**PAGE EXCERPT**

....

Serious Black - Suite 226

Serious Black Suite 226 cover
Serious Black
Suite 226
AFM records
“Suite 226” is the fourth proper album of Serious Black, a band that started as a promising, culmination of famous musicians, with many departures plaguing them and driving them down to a core four piece band at present. The somewhat rapid succession of albums as well, on a rhythm of one per year, didn’t do them any favors, with the band having now given up some three years of, off time before coming up with a new album.
In this bizarre concept, we’re introduced to the anonymous inhabitant of room 226 of a wretched psychiatric ward, who’s after being locked up for years, keeps deluding, thinking he’s a feudal lord, who’s enjoying life’s finest luxuries…
The album certainly starts off furiously, with the ravings of the aforementioned madman, introducing “Let It Go” and acting as its verses, with a nice melodic chorus evening things out.
And something that jumps out immediately is the less than ideal mix/production.
“When the Stars are Right” is the first single of the album and it keeps things rolling smoothly, trying to keep up the mysterious atmosphere, while making forays into a more melodic direction.
It comes with a video with pretty mediocre green screening; it tries to hide by parkinsonian cam shake. Things also don’t improve mix wise.
“Solitude Etude” has some nice ideas, but also a pretty busy mix, which, while not terrible, feels pretty cluttered, thus diminishing the returns of investing in all the different parts in order to impress, with bass and drums particularly muddying things up.
Urban Breed offers a refined performance on “Fate of All Humanity” that however barely cuts through the louder moments of the song, where the boomy mix doesn’t let things breathe…
“Castiel” is quite varied and I am pretty sure, I would have enjoyed it a fair bit, if it didn’t suffer from productions woes, as it does. Just too much compression.
“Heaven Shall Burn” is not particularly imaginative, leaving Breed to try and “sell” the track, which he almost manages to get away with, given that there isn’t much to go on this track, other than his neat vocal melodies.
“Way Back Home” is far more melodic and substantial, but still relies quite heavily on Breed to make sure it seals the deal.
The hi-teck, too flash intro of “We Will Stand Tall” that then takes a turn into a heavier and darker sounding number, feels a little out of place as does in part; the conclusion of its chorus, which feels as it escaped some Helloween album. Unusually happy elements in a song that’s principally rather dramatic.
“Come Home” is an electric, slower song – let’s call it a ballad – that sort of works, despite suffocating due to the loudness that pushes what should be a barely audible guitar to being quite dominant.
Lastly, while somehow one would expect it to come earlier – as a part of the story – “Suite 226” acts as both the culmination, but also synopsis of the story, as the nameless asylum patient is breaking out (at least in his mind).
Despite the album’s membership decimation, “Suite 226” feels like something the band did spent some time developing, thus the lack of say maybe some more impressive solos, as well as a more reasonable mastering that wouldn’t compress everything so badly are sore thumbs that do prick themselves in ways that are hard to ignore. An album that could have ended up much better than it has and not necessarily due to the performances.

....

**SUPPLIED DATA**
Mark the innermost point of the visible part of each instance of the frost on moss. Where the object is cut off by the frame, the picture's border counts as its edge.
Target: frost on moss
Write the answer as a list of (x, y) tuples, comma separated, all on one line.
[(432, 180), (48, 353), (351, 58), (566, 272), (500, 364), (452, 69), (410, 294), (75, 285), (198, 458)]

....

**GOAL OF THE EXERCISE**
Turn the paragraph beginning "Despite the album's membership decimation" in the Suite 226 review into a short bulleted list that keeps its main points.

**TASK OUTPUT**
- Even after losing members, the band seems to have spent time developing "Suite 226."
- The album lacks more impressive solos.
- The mastering compresses everything too much.
- These flaws stand out and are hard to ignore.
- The album could have been much better, and the performances are not necessarily the reason it falls short.